■ Task objective
Look through the records below and give the number of lines holding the string "window", nothing more.

----

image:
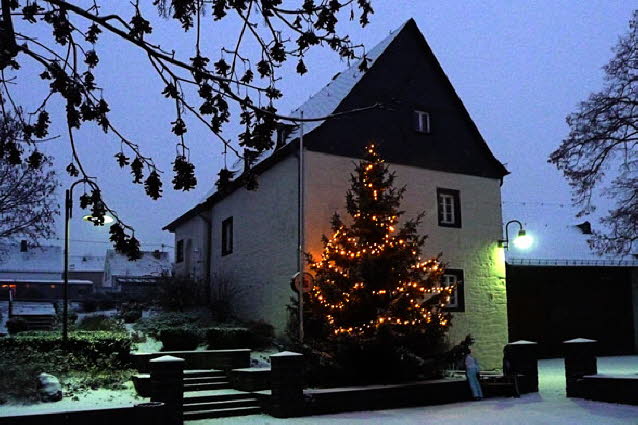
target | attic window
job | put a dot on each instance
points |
(227, 236)
(179, 251)
(421, 122)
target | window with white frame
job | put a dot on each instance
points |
(422, 121)
(179, 251)
(449, 207)
(454, 277)
(227, 236)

----

■ Result for this task
2